--- Directions for this task ---
Count the lines of the records that follow which contain the word "below", and give only that number.
═══ Data provided
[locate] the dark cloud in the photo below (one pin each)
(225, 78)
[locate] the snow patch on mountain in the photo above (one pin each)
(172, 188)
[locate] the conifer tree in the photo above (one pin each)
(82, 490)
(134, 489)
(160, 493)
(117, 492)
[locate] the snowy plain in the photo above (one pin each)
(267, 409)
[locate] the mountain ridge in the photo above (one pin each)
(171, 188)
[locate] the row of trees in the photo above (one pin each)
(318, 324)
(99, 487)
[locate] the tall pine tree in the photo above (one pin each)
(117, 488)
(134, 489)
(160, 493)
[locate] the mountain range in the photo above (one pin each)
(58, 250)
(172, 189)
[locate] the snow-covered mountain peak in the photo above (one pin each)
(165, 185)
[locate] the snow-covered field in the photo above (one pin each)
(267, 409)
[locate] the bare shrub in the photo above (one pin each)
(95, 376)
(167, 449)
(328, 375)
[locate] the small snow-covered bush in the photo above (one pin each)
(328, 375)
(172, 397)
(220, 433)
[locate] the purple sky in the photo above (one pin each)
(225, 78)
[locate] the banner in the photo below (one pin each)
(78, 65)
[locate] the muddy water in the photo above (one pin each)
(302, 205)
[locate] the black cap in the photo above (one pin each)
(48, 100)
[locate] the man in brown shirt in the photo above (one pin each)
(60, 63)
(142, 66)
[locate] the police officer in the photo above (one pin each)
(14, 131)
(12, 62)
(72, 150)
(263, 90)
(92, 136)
══════
═══ Data provided
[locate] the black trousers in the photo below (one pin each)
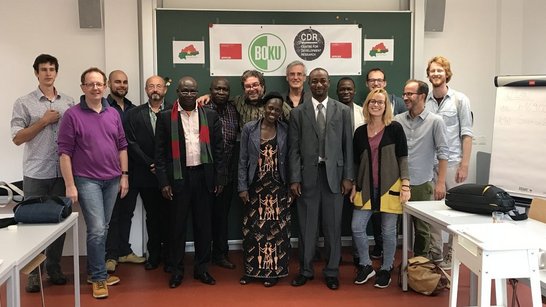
══════
--- Exercise answer ---
3